*** Data provided Section Begins ***

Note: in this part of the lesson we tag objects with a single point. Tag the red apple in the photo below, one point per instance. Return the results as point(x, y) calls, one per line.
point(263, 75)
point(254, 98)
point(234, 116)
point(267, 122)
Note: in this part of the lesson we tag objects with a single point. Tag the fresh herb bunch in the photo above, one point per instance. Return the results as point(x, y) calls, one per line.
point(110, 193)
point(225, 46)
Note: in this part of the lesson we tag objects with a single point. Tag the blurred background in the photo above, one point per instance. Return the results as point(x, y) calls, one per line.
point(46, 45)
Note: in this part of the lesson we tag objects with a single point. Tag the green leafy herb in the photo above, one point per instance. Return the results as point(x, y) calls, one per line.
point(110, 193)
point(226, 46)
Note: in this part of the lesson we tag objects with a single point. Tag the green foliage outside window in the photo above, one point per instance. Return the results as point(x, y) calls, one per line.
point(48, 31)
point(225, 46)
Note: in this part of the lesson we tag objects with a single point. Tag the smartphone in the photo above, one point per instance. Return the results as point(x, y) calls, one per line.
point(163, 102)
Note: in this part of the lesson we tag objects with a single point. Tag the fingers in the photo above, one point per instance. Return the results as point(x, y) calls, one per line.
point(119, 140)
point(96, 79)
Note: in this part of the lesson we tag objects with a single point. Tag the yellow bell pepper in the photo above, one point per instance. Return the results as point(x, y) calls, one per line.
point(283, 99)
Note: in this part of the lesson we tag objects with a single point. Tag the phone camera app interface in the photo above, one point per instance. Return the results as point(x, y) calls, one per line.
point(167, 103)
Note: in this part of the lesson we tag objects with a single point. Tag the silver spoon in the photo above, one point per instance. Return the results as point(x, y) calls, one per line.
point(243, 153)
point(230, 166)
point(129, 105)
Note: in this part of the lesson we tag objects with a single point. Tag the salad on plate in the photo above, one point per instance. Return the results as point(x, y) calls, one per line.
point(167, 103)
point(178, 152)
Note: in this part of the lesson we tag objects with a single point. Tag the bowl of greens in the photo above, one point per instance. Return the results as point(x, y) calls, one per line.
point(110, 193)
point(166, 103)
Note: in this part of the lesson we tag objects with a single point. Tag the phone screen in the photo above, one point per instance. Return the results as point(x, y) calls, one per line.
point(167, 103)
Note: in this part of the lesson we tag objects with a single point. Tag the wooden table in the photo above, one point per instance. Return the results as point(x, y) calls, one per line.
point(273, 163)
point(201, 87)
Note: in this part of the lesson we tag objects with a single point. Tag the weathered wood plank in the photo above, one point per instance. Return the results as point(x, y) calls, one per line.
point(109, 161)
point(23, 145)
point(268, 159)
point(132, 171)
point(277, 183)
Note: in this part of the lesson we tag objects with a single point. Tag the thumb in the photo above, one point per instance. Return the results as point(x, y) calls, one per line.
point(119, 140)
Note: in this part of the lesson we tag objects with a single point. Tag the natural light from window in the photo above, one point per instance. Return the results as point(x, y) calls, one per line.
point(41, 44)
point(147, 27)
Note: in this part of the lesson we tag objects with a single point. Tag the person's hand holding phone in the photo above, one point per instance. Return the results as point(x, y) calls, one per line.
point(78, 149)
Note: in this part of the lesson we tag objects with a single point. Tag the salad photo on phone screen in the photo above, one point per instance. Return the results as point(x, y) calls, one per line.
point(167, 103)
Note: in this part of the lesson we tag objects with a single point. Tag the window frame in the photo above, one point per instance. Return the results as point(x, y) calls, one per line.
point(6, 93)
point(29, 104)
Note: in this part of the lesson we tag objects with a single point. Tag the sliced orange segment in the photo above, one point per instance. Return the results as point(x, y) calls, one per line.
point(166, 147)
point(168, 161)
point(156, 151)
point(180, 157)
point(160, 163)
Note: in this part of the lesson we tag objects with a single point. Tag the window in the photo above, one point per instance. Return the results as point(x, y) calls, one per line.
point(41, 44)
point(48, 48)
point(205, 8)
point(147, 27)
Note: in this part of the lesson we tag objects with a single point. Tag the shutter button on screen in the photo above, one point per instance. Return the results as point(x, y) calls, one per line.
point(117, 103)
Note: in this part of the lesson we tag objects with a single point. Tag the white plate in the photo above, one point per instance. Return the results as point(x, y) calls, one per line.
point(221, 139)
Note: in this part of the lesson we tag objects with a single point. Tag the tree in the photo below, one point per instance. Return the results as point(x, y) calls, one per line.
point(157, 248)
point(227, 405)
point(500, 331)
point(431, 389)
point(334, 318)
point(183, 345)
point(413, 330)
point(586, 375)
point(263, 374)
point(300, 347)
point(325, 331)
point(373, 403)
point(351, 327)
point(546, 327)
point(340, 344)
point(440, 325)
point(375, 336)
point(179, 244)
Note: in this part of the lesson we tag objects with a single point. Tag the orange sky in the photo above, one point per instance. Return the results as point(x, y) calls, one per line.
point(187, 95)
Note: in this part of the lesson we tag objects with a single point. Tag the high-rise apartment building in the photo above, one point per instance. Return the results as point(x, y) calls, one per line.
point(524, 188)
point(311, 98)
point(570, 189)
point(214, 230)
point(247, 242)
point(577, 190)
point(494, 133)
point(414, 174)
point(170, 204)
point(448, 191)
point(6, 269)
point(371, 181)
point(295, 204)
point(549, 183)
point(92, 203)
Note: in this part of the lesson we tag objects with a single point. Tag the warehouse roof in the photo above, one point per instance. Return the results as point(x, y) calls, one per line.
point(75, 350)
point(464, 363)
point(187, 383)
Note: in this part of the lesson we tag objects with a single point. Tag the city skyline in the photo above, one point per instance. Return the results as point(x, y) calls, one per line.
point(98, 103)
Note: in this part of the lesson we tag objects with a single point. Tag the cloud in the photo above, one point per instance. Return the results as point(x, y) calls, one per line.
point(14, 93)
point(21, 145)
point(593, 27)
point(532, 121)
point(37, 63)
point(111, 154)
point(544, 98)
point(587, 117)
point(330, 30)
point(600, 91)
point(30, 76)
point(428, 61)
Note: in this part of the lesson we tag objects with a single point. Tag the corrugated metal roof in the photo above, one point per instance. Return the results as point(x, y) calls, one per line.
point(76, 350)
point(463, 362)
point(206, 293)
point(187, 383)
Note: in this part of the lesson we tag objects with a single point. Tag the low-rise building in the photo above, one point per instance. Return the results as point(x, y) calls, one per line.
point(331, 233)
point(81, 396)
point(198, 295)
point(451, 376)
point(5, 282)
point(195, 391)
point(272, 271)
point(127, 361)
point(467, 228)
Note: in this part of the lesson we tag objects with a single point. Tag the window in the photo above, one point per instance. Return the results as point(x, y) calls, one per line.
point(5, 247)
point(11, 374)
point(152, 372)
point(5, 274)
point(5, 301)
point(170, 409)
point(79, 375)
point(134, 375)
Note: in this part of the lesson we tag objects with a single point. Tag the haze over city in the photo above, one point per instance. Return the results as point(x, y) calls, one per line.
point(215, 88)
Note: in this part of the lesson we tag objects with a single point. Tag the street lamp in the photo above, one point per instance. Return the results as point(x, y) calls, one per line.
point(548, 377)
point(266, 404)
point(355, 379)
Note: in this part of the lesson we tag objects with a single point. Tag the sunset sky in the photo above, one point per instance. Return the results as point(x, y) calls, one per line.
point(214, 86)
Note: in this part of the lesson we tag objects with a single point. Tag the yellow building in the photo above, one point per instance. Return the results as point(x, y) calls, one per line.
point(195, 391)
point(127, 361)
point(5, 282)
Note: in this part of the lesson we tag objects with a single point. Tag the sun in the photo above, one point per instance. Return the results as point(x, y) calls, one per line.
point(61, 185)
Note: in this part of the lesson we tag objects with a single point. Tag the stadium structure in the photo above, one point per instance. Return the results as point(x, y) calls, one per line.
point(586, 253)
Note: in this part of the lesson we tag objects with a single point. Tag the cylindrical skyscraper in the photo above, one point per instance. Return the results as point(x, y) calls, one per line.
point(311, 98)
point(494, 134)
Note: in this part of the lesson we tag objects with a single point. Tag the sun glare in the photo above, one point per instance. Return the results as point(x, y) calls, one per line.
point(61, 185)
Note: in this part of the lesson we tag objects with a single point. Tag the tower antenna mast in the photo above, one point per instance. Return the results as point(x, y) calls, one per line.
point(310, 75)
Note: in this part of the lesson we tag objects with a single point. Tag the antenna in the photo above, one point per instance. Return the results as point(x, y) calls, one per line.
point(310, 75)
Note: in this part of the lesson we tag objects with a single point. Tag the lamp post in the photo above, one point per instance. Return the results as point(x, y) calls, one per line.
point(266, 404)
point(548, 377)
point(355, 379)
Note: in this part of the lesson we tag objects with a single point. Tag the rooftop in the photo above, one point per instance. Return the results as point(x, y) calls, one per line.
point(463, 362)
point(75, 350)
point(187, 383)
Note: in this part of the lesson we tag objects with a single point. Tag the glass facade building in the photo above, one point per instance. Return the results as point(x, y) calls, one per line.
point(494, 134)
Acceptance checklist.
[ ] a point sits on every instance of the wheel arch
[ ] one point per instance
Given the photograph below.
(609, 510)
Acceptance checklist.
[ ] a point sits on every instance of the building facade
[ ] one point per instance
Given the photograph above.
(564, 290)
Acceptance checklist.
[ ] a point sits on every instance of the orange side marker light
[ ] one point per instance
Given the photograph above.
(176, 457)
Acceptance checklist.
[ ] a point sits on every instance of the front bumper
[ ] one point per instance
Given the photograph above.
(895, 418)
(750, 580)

*** Data provided Section Ends ***

**Task statement:** Report how many lines above contain the string "sits". Please write the number only.

**Written response:** 4